Consigne: Indiquez, d'après le texte sur la fin du PEQ, la date à laquelle ce programme a été officiellement suspendu.

« Mon parcours de vie était tout tracé. C’était écrit noir sur blanc : avec mon diplôme, je pouvais m’établir au Québec pour toujours. Ma thèse était censée être le début d’une nouvelle vie. Et finalement, c’est l’inverse absolu : un cul-de-sac », se désole Julian Ballester, 36 ans, doctorant en études littéraires à l’université du Québec à Montréal. « La fin du PEQ [programme de l’expérience québécoise], ça change tout pour moi. Le sens même des études que j’ai entamées ici s’envole. »
Au Québec, province de prédilection des Français, le parcours d’immigration post-études se complique. Au cœur des débats : la fin du PEQ, officiellement suspendu le 19 novembre 2025. Ce programme permettait aux étudiants à temps plein et respectant plusieurs critères (langue, durée d’études) de demander ensuite un certificat de sélection de la province, première étape vers l’immigration permanente. Un sésame simple à obtenir, qui a permis à plus de 40 000 étudiants de s’installer au Québec entre 2016 et 2023.

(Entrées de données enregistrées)
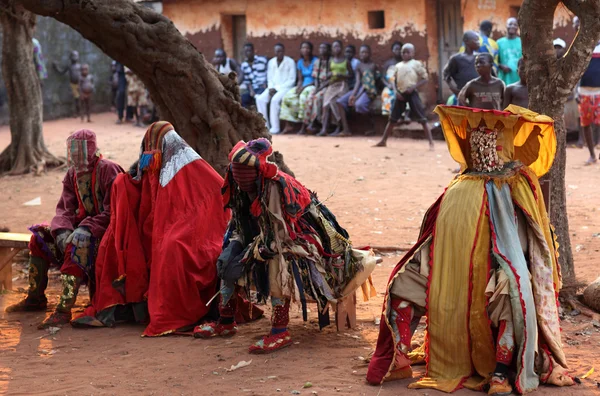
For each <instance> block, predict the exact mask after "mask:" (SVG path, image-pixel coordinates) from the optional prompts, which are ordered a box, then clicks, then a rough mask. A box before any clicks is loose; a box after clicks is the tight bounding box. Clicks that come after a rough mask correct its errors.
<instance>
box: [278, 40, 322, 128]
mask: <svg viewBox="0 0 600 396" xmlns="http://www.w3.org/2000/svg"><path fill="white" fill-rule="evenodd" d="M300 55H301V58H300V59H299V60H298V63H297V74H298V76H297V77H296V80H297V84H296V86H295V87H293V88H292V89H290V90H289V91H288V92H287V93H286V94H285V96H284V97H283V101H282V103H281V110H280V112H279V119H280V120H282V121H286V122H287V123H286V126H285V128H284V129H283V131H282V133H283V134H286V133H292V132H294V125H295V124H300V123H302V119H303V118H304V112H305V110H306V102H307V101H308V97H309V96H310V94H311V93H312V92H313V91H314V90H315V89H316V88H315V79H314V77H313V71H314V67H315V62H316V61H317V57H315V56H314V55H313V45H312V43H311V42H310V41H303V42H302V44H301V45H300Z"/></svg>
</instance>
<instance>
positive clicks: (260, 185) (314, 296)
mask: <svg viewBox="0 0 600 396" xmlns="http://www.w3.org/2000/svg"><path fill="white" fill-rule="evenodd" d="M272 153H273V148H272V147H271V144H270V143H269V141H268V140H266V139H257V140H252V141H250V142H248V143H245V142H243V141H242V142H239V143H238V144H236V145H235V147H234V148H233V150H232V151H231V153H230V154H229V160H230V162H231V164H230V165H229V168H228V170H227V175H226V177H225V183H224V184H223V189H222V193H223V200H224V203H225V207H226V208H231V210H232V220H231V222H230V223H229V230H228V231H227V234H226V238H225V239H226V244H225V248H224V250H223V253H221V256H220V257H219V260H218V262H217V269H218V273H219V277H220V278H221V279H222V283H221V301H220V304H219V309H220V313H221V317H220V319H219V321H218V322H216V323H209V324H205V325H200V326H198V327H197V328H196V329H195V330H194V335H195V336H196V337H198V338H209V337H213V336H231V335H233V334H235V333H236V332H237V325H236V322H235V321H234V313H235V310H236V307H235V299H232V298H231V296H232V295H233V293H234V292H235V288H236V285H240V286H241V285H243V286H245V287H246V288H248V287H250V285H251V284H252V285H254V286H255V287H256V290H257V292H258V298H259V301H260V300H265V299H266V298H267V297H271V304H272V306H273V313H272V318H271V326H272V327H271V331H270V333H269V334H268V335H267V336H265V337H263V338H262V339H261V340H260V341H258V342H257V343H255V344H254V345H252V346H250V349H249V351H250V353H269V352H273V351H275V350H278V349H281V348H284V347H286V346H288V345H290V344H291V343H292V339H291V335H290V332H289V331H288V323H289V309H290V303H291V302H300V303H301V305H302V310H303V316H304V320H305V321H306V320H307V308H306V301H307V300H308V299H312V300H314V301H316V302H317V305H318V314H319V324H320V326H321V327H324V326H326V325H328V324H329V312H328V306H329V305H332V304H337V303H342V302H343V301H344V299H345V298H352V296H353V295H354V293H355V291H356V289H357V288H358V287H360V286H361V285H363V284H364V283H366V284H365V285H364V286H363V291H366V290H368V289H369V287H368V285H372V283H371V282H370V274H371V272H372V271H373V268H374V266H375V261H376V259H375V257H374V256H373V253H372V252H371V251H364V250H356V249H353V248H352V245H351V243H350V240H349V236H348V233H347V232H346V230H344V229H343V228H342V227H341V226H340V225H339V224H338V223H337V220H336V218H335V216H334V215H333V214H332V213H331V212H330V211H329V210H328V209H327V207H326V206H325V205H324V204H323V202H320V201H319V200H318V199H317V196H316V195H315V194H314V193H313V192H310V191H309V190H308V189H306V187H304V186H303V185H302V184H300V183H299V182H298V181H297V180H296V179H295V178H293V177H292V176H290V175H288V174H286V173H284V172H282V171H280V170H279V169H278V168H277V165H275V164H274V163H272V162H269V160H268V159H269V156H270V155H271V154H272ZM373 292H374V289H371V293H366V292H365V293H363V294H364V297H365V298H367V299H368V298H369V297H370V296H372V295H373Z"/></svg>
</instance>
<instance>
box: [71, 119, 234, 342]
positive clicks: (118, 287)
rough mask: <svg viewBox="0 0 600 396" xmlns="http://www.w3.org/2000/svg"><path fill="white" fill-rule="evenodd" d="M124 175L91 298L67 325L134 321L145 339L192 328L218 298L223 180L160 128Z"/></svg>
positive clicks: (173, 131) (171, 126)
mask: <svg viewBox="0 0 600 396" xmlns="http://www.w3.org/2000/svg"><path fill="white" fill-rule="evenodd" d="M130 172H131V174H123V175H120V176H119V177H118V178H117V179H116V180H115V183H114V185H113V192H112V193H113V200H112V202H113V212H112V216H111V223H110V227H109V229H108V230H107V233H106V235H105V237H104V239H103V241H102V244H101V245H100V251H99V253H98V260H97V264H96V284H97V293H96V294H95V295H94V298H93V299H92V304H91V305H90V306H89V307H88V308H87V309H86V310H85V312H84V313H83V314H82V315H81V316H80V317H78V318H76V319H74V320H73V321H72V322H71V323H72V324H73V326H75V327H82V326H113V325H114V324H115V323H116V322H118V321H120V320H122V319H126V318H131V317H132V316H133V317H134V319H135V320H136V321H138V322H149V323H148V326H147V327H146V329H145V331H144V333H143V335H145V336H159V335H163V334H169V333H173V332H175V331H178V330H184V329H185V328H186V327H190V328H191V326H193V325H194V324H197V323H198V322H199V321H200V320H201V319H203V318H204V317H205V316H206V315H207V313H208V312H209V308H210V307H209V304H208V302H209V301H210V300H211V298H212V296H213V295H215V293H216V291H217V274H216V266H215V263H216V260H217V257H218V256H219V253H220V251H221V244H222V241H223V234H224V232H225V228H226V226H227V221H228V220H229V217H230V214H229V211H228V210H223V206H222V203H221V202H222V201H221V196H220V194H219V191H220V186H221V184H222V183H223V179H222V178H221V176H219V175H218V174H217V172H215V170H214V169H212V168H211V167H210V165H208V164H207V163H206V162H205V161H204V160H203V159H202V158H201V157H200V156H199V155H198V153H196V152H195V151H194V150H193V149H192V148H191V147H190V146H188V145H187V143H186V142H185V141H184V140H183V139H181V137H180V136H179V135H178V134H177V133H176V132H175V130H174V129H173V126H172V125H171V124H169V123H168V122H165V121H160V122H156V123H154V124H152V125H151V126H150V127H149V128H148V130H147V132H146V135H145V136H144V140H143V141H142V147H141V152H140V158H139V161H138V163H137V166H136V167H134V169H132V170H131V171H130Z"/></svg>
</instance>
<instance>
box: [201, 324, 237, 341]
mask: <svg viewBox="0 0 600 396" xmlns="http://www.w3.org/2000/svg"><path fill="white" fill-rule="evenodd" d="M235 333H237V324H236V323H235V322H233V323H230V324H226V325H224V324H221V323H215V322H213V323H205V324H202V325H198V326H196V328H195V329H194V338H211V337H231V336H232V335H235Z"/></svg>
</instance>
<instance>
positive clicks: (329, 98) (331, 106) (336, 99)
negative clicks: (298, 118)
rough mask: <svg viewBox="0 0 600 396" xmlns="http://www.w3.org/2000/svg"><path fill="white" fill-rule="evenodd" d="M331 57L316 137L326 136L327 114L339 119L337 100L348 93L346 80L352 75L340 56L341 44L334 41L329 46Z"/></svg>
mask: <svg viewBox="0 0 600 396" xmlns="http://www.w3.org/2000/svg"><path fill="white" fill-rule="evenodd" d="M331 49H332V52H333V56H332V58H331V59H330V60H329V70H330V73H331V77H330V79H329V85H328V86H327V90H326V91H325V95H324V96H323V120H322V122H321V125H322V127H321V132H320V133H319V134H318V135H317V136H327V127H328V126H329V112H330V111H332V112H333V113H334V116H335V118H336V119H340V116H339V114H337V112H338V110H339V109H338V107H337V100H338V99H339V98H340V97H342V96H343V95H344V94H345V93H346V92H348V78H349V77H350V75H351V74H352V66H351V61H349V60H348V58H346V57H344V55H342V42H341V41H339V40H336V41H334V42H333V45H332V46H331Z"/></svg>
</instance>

---

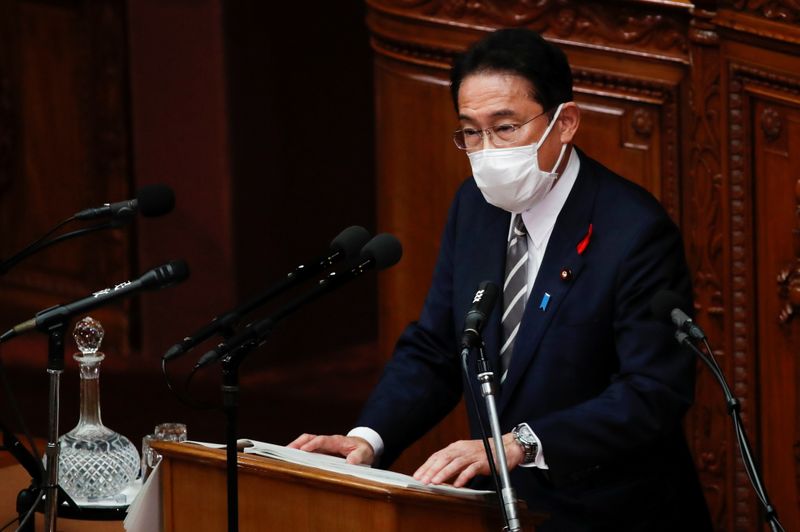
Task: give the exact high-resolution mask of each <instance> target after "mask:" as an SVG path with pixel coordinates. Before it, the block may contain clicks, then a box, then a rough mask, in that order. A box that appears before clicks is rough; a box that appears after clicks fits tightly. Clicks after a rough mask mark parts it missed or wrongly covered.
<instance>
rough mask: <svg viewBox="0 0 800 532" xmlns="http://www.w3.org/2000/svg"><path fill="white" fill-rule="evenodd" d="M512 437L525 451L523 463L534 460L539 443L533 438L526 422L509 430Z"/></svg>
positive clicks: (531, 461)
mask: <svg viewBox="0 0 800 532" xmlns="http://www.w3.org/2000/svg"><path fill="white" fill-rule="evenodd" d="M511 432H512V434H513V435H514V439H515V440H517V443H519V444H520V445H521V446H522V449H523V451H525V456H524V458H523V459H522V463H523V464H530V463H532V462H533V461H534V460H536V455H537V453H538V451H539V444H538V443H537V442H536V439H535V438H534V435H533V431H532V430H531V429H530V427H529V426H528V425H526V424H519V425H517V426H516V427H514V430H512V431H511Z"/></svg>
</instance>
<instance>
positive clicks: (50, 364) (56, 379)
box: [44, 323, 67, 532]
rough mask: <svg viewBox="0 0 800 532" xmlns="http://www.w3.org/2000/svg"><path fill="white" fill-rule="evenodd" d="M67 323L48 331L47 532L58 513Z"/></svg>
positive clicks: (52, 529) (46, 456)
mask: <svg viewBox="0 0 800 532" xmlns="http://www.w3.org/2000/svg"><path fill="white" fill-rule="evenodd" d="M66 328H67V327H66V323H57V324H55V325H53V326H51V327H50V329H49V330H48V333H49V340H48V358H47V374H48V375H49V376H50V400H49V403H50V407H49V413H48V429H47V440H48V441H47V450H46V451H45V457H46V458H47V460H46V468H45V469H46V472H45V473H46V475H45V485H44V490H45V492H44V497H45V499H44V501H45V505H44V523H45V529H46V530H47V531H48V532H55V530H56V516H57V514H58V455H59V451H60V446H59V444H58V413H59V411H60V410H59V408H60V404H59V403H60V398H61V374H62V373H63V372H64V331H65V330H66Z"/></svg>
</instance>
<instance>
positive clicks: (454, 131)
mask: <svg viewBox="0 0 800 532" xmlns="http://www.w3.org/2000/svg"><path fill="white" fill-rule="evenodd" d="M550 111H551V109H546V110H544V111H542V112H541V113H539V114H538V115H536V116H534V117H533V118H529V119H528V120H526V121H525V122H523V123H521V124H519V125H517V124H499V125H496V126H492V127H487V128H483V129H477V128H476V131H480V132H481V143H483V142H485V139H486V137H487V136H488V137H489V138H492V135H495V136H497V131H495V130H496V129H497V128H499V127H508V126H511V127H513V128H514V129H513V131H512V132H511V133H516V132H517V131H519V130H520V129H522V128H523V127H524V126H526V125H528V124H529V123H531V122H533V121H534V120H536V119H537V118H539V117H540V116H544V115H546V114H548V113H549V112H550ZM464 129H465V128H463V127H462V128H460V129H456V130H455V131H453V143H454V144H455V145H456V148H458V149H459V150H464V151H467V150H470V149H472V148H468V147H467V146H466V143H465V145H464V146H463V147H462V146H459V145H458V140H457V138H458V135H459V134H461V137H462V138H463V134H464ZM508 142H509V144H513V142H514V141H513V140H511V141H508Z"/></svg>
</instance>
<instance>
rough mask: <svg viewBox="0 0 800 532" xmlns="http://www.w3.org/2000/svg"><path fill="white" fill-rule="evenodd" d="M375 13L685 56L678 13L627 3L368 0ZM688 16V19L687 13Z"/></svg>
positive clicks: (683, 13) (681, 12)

Réponse: Le 19 novembre 2025.